:: AIM ::
Rewrite the material below as a numbered list with one line per item, leaving out blank lines and any picture markers.

(Excerpts from a point labeling dataset)
______
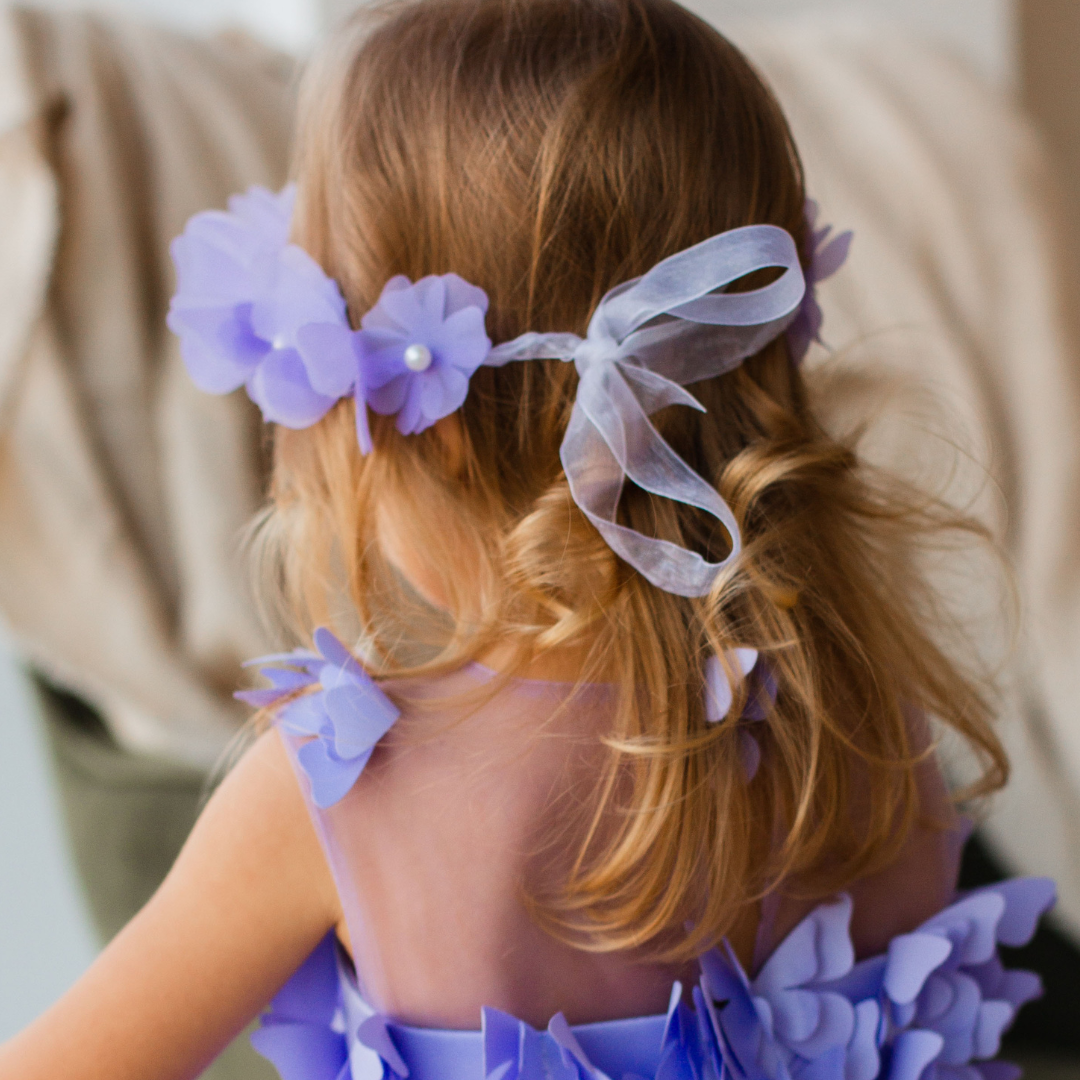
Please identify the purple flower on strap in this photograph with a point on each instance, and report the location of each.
(944, 997)
(827, 255)
(419, 346)
(246, 304)
(347, 716)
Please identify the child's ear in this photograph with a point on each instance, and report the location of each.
(453, 439)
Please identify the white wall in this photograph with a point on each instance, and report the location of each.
(288, 24)
(983, 29)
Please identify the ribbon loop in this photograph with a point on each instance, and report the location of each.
(647, 339)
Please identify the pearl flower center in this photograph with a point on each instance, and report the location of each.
(418, 358)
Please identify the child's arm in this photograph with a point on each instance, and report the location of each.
(248, 899)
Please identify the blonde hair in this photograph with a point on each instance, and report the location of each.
(548, 150)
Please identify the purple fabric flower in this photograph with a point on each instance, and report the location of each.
(827, 256)
(250, 307)
(300, 1034)
(787, 1023)
(347, 716)
(514, 1050)
(759, 702)
(419, 346)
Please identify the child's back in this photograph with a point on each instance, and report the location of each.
(700, 752)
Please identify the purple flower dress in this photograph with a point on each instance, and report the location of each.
(932, 1007)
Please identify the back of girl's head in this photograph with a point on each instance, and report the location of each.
(548, 150)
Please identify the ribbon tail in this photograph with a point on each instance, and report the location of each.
(595, 478)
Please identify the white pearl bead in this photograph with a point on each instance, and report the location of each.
(418, 358)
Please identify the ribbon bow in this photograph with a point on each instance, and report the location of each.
(647, 339)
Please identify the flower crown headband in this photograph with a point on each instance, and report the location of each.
(254, 310)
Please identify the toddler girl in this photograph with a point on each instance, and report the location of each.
(625, 768)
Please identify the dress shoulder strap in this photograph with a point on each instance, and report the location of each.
(328, 696)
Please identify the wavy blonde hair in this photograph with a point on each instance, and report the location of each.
(548, 150)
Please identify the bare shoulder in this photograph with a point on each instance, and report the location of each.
(248, 899)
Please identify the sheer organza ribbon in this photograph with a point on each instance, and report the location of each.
(648, 339)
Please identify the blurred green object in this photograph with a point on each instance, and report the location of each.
(126, 819)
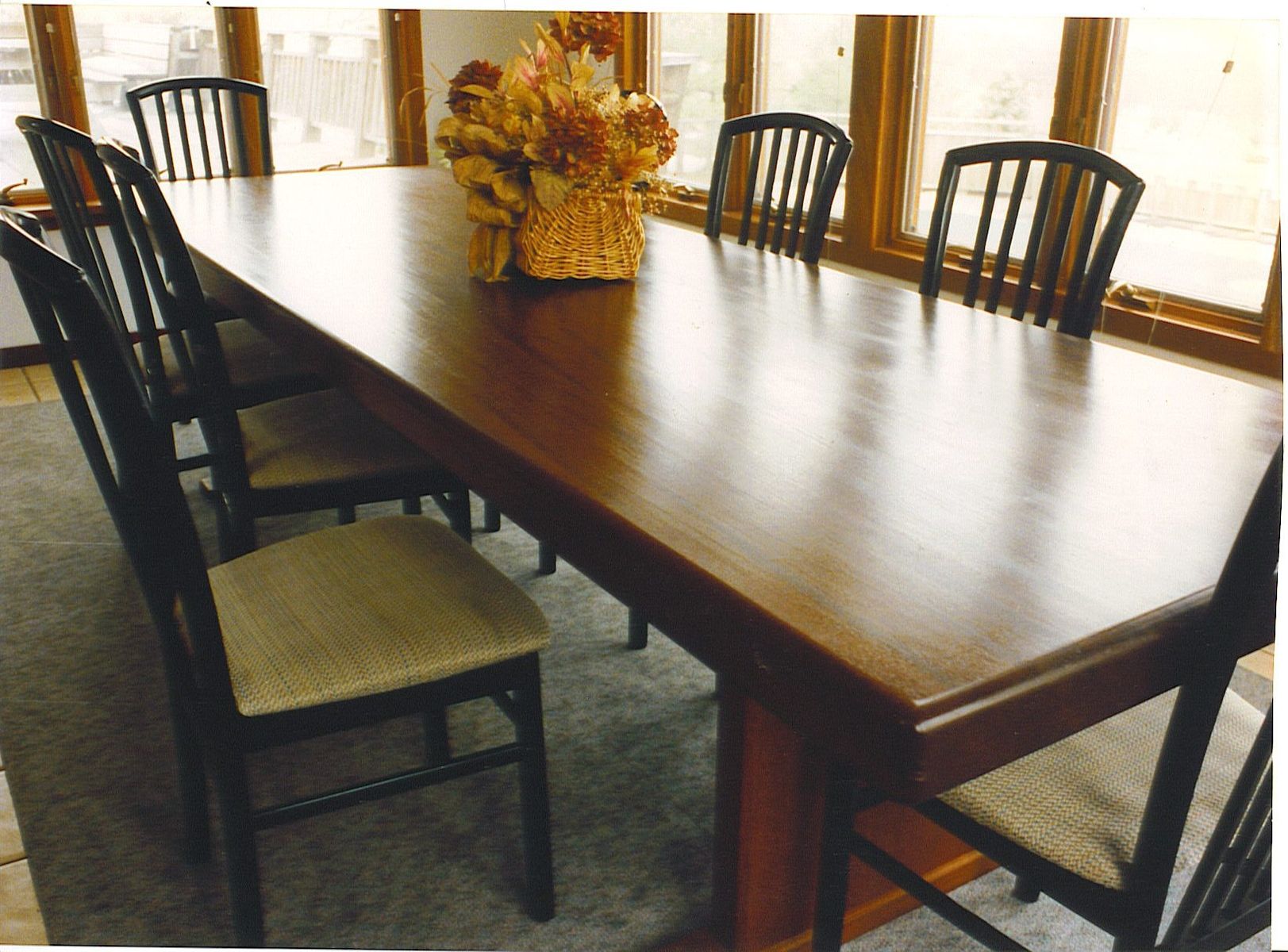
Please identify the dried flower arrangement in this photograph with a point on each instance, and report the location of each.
(541, 133)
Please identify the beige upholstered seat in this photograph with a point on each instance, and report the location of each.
(321, 437)
(1078, 801)
(303, 625)
(258, 369)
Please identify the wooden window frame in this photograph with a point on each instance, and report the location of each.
(885, 80)
(61, 88)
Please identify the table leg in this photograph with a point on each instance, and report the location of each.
(769, 789)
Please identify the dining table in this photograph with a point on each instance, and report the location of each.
(920, 537)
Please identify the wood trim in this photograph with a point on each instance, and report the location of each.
(22, 355)
(237, 30)
(56, 63)
(881, 98)
(1079, 111)
(740, 86)
(239, 43)
(632, 62)
(1273, 305)
(405, 86)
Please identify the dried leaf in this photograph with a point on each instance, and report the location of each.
(550, 187)
(502, 246)
(475, 171)
(509, 191)
(481, 208)
(477, 136)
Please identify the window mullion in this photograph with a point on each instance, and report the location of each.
(56, 62)
(405, 88)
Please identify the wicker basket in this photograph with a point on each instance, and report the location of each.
(590, 235)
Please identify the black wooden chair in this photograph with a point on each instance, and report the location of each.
(787, 194)
(200, 123)
(1068, 250)
(82, 198)
(316, 450)
(314, 635)
(1096, 821)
______
:: TASK RESPONSE ::
1. Please identify the purple flower on strap in this photograph with a point on each instance, and report the location of each.
2. (944, 997)
3. (827, 255)
4. (419, 346)
5. (246, 304)
6. (347, 716)
7. Please identify the child's ear in this photograph with a point on each instance, and report the location of each.
8. (453, 439)
9. Please identify the white wall in this photograph with a point on each instance, and report the location of each.
10. (288, 24)
11. (983, 29)
12. Please identify the ribbon loop in this photograph with a point on each instance, and report the location of each.
13. (647, 339)
14. Please identify the pearl flower center in this photograph with a point on each instance, and report the location of each.
15. (418, 358)
16. Please identify the child's arm in this photograph with a point on each instance, and report the location of each.
17. (248, 899)
18. Please identify the blonde hair in this photograph with a point on each instance, and report the location of each.
19. (548, 150)
20. Please identify the purple fabric flower in this photograph with a point on each instance, and report the location of each.
21. (827, 256)
22. (250, 307)
23. (300, 1034)
24. (787, 1023)
25. (347, 716)
26. (514, 1050)
27. (759, 702)
28. (419, 346)
29. Please identify the child's back in this photograph with a point on each instance, and report the location of each.
30. (700, 752)
31. Please identify the purple flower dress in this photograph with a point on each instance, and report the location of each.
32. (932, 1007)
33. Please identify the back of girl's head in this photograph with a point on each instance, and report the location of each.
34. (548, 150)
35. Please identify the ribbon tail in this photograph with a point on each instance, and report the location of each.
36. (595, 478)
37. Please identify the white pearl bead in this photograph with a point on each instance, and report the location of each.
38. (418, 358)
39. Please identify the ribbon bow in this photograph with a point on each instance, and report the location of each.
40. (647, 339)
41. Please identify the flower crown headband in this photograph with a point on each instance, and report the location of each.
42. (254, 310)
43. Please identify the toddler girl in this photograph with a point on each instance, and report the location of each.
44. (625, 768)
45. Please identify the dress shoulder strap in this photograph with a point on each instance, and report the location of each.
46. (328, 696)
47. Please identify the wavy blonde hair in this photograph with a point on each instance, and report the location of each.
48. (548, 150)
49. Please identify the bare shoulder in this photograph with a point on each instance, and report the location of each.
50. (248, 899)
51. Please identify the sheer organza ribbon in this photograph with a point on each instance, and report the location of each.
52. (648, 339)
53. Please identify the blurred green object in this photograph with a point on each instance, and report the location of each.
54. (126, 819)
55. Please identify the dried flower arrangement in this photograph with a point on each instance, and report the location of each.
56. (541, 133)
57. Please identify the beige upholstered seat in this photograph with a point on each instance, and report the location of each.
58. (321, 437)
59. (1078, 801)
60. (303, 625)
61. (258, 369)
62. Please identify the wooden window frame in this photograph with a point on each instance, and report the location of each.
63. (885, 80)
64. (61, 88)
65. Please identify the table leg in this photograph with a point on each instance, and report the location of each.
66. (769, 789)
67. Please identify the dining table in this photograph with a point on each instance, and report the location of each.
68. (920, 537)
69. Please identify the wood trim in this photograph with a point on each instance, and report the location of each.
70. (22, 355)
71. (237, 30)
72. (56, 63)
73. (881, 98)
74. (1079, 111)
75. (740, 86)
76. (239, 43)
77. (632, 62)
78. (1273, 305)
79. (405, 86)
80. Please identify the dried leaf in this photograph with a point on each instance, and report the location of each.
81. (550, 187)
82. (502, 246)
83. (475, 171)
84. (509, 191)
85. (481, 208)
86. (477, 136)
87. Please identify the window mullion in this photograph with a point on each instance, and report the location of each.
88. (56, 62)
89. (405, 88)
90. Please identify the wicker basket in this photograph with a point on each instance, and report the location of each.
91. (590, 235)
92. Please identify the black wooden chair in this photograph with a point on each instance, and report the location of each.
93. (787, 194)
94. (200, 123)
95. (1068, 250)
96. (82, 198)
97. (316, 450)
98. (314, 635)
99. (1096, 821)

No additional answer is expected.